▸ **Petikan Teks**:
--------------------------------------------------

Iklan

Iklan

Iklan

Iklan

"Budaya Komentar" Vs Budaya Literasi

Suara BulirBERNAS
Thursday, September 15, 2022 | 13:15 WIB Last Updated 2023-02-08T07:48:44Z
"Budaya Komentar" Vs Budaya Literasi
 "Budaya Komentar" Vs Budaya Literasi



Oleh: Sil Joni*


Interaksi dan komunikasi yang terjadi dalam 'ruang virtual' lebih banyak menggunakan 'bahasa simbol'. Simbol-simbol itu 'ditulis' dan dikirim kepada siapa saja dengan intensi tertentu. Karena memakai medium bahasa tulis, maka ada kesan bahwa aktivitas 'menulis', setidaknya menulis sesuatu di media sosial kian mekar.


Bisa dipastikan bahwa semua pengguna internet, khususnya mereka yang berselancar di 'jagat maya', telah memperlihatkan potensinya sebagai 'penulis'. Tulisan dari seoang 'bocah ingusan' bisa saja 'bersanding' dengan karya ilmiah populer dari seorang profesor atau akademisi. Media sosial adalah area tidak bertuan yang bisa dimasuki oleh siapa saja. Spirit egalitarianisme dan demokratis, cukup terasa ketika kita terlibat dalam sebuah aktivitas diskursus di ruang publik digital itu.


Bahkan, yang paling 'mengharukan' adalah kita merasa 'berhak' untuk mengomentari terhadap apa saja yang 'tersaji' dalam ruang maya itu. Memberikan komentar, entah positif maupun negatif, sepertinya menjadi 'budaya baru' yang kian digandrungi oleh homo digitalis saat ini. Eksistensi diri seolah-olah diafirmasi oleh keterlibatan dalam memberikan komentar. Saya berkomentar, maka saya ada.


Tidak hanya sampai di situ. Ada kecenderungan bahwa aktivitas (baca-tulis) direduksi hanya sebatas 'menulis komentar'. Ada yang menilai bahwa dirinya sudah menghidupkan 'budaya literasi', khususnya menulis melalui ribuan komentar pendek di media sosial. Keseringan 'berkomentar' dipatok sebagai 'prestasi literasi' yang mengagumkan.

--------------------------------------------------

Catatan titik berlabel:
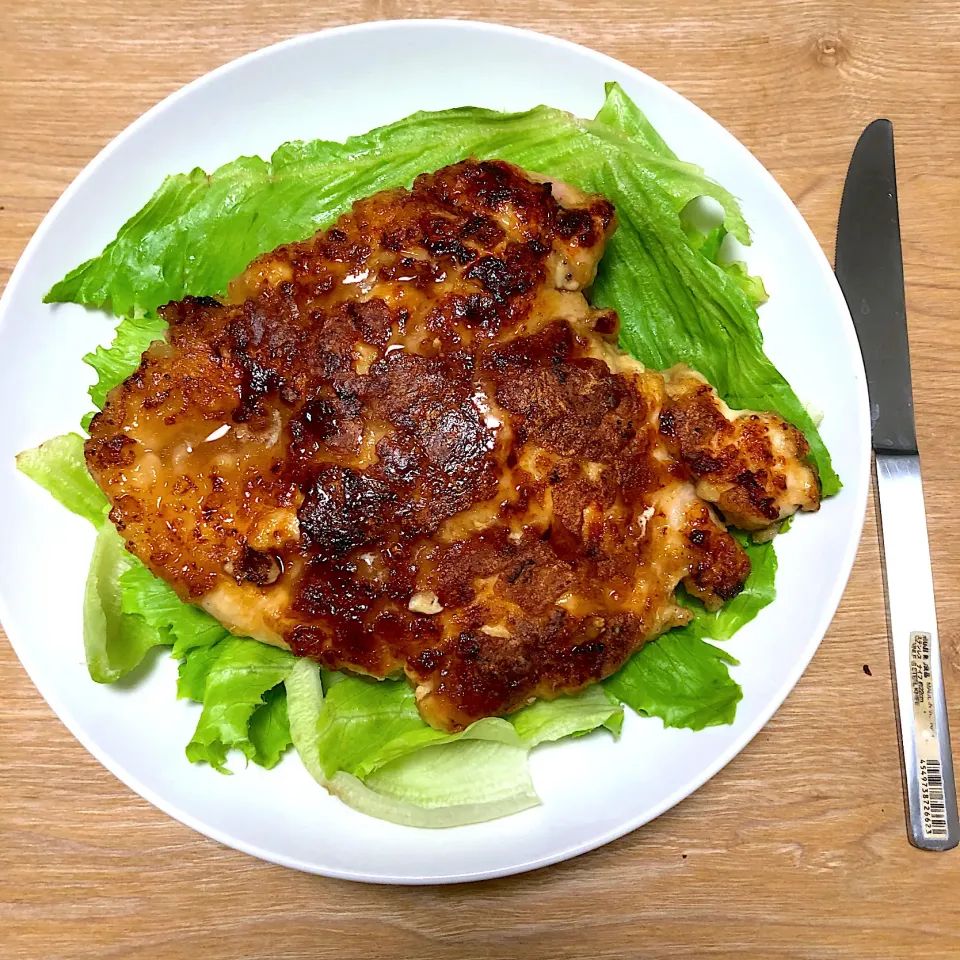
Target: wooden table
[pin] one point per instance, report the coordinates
(797, 849)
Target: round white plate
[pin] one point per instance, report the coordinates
(334, 84)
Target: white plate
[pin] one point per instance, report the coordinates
(331, 85)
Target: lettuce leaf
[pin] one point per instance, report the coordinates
(236, 675)
(114, 642)
(681, 679)
(115, 363)
(58, 466)
(155, 601)
(443, 785)
(572, 716)
(366, 724)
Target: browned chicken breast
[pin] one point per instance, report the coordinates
(408, 446)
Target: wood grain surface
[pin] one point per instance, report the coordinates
(797, 849)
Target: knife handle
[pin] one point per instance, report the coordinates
(931, 798)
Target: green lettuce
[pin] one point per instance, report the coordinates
(114, 642)
(236, 678)
(58, 466)
(366, 724)
(443, 785)
(115, 363)
(681, 679)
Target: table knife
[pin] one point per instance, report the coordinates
(869, 268)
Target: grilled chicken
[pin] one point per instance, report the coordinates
(409, 446)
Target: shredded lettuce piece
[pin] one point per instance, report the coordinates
(269, 730)
(366, 724)
(114, 642)
(58, 466)
(444, 785)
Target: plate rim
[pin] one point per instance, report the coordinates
(801, 662)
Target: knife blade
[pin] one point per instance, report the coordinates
(869, 268)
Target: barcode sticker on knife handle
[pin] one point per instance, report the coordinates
(930, 773)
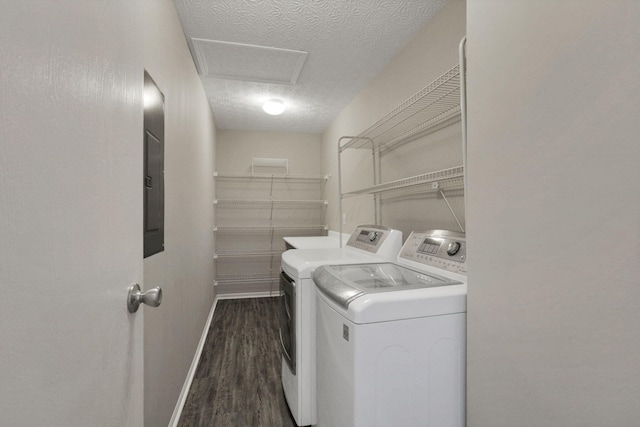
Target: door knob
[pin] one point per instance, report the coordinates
(152, 297)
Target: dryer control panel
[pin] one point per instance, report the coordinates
(438, 248)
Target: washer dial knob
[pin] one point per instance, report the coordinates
(453, 248)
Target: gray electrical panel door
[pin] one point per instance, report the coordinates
(153, 168)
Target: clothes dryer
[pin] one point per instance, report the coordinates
(391, 337)
(367, 244)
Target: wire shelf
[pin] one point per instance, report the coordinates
(433, 180)
(435, 106)
(267, 202)
(246, 278)
(247, 253)
(268, 176)
(269, 227)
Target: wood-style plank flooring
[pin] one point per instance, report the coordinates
(237, 382)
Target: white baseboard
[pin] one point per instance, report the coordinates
(247, 295)
(177, 411)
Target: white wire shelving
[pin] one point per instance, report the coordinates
(434, 181)
(269, 176)
(433, 108)
(254, 211)
(268, 202)
(267, 227)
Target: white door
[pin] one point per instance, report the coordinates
(71, 78)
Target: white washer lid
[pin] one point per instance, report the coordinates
(300, 263)
(386, 292)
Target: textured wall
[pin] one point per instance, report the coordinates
(553, 208)
(70, 213)
(236, 148)
(185, 269)
(432, 52)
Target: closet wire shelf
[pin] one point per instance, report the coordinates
(434, 107)
(434, 181)
(247, 253)
(222, 228)
(268, 202)
(268, 176)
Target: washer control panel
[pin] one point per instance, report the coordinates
(439, 248)
(368, 237)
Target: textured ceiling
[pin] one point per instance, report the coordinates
(348, 42)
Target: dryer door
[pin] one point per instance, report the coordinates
(287, 320)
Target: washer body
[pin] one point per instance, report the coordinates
(391, 338)
(297, 313)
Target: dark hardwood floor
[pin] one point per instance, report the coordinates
(237, 382)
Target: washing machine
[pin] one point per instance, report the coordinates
(391, 337)
(367, 244)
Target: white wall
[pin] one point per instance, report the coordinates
(185, 269)
(234, 153)
(236, 148)
(432, 52)
(71, 79)
(553, 213)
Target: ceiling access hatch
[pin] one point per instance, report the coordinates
(246, 62)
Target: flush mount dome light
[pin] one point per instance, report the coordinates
(273, 107)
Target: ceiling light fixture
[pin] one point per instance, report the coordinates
(273, 107)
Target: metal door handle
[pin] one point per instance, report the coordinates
(152, 297)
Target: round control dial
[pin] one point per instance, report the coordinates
(453, 248)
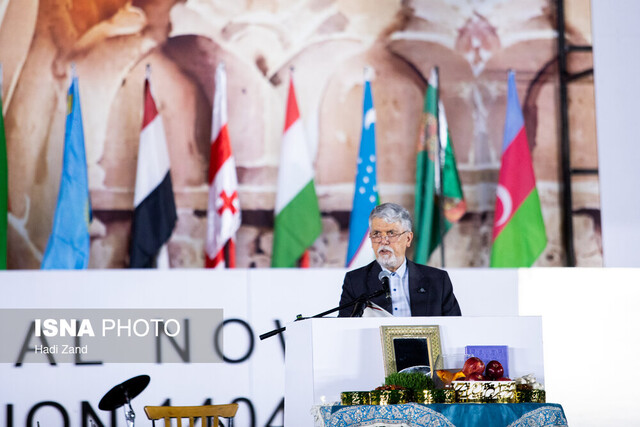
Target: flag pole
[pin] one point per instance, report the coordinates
(439, 192)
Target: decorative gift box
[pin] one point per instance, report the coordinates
(390, 397)
(435, 396)
(485, 391)
(355, 398)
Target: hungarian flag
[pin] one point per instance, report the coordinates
(68, 246)
(155, 214)
(297, 215)
(223, 211)
(4, 187)
(437, 179)
(365, 197)
(518, 230)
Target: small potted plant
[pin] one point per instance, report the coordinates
(401, 387)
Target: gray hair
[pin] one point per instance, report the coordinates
(392, 212)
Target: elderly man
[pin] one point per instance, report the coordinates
(416, 290)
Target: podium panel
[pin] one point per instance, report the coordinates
(327, 356)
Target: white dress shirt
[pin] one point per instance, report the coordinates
(399, 287)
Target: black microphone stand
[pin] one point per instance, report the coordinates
(362, 299)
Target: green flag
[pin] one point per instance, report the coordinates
(4, 187)
(430, 182)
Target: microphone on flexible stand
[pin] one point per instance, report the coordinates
(384, 278)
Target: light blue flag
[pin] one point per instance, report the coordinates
(365, 197)
(68, 246)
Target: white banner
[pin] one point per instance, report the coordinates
(253, 302)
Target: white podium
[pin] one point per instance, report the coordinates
(327, 356)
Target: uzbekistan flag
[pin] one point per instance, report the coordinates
(365, 197)
(297, 215)
(155, 214)
(518, 232)
(68, 246)
(223, 211)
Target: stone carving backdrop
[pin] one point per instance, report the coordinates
(327, 43)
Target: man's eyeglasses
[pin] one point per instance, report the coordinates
(391, 236)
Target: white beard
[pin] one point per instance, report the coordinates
(388, 261)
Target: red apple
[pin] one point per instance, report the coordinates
(473, 365)
(494, 370)
(475, 377)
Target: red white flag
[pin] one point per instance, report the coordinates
(223, 213)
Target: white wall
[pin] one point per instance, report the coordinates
(616, 56)
(591, 338)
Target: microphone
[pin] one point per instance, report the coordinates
(384, 278)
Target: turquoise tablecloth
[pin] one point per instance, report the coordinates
(458, 415)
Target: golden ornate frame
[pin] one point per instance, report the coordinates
(429, 333)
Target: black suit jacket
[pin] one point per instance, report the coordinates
(430, 290)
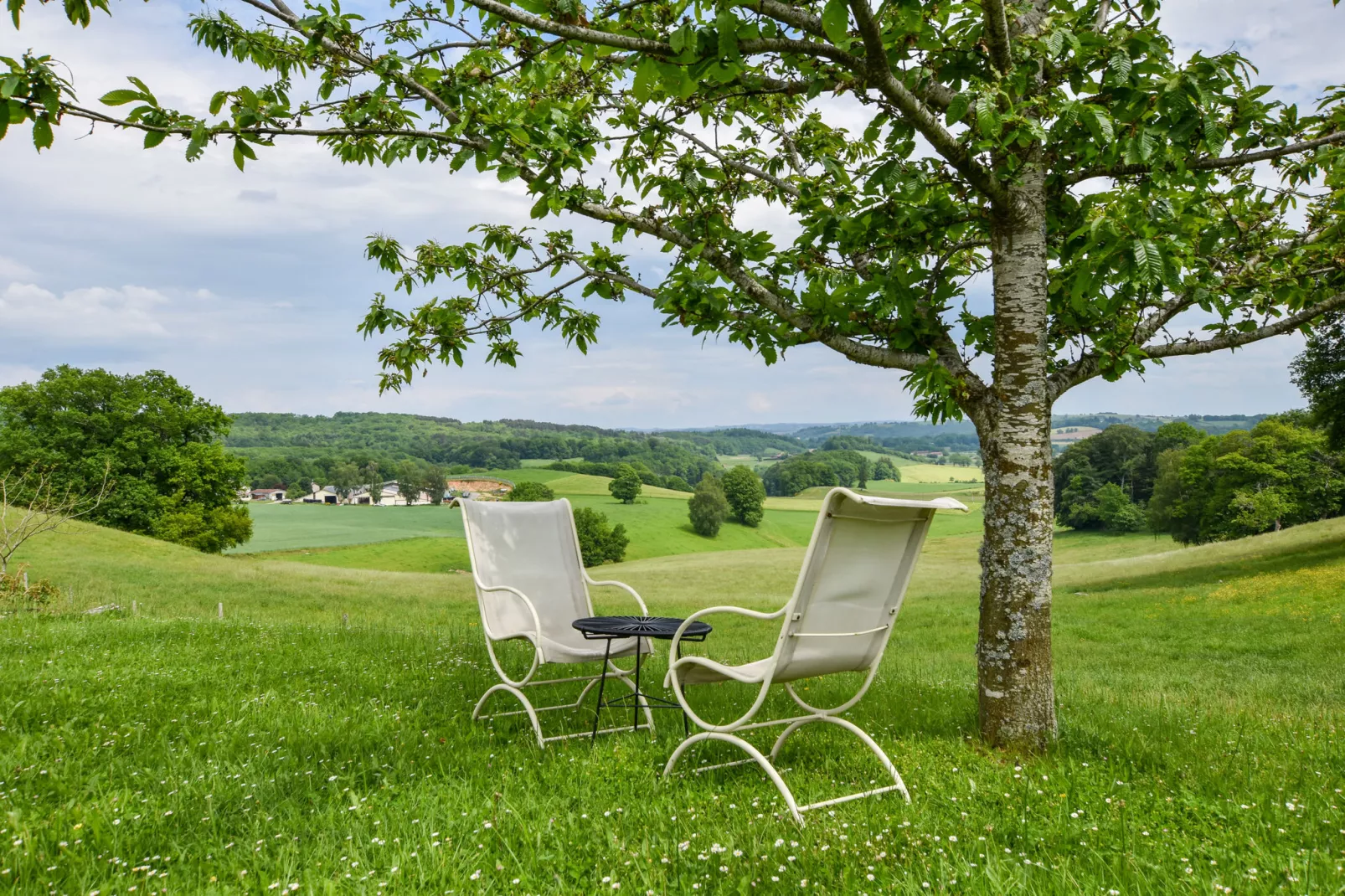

--------------------------------------------------

▸ **Uraian Tugas**: Teruskan esai tentang budaya komentar dan budaya literasi, mulai setelah kalimat terakhir yang tercantum.

▸ **Jawaban Benar**:
Tetapi, masalahnya adalah 'komentar' tersebut bersifat parsial atau sepotong. Kita semakin tidak terbiasa untuk berpikir mendalam dan komprehensif. Komentar-komentar yang dilepaskan di ruang publik digital, umumnya belepotan dengan 'limbah emosi'. Rasionalitas terdepak. Kita hanya 'mengirim' letupan emosional yang bersifat sesaat dan egoistis. 


Karena itu, tidak heran jika fenomena komentar, terutama di media sosial, tidak jarang menimbulkan keresahan dan bahkan konflik. Sejak media sosial berkembang, orang semakin mudah menyebarkan segala macam omongan, dan berkomentar sesuka hati, mulai dari kabar serius sampai desas desus politik, perang ideologi, rasisme, dan sebagainya. Alih-alih memperkuat budaya literasi, selebrasi terhadap 'budaya komentar' merupakan ekspresi kedangkalan berpikir yang bisa dibaca sebagai 'terputusnya' budaya literasi.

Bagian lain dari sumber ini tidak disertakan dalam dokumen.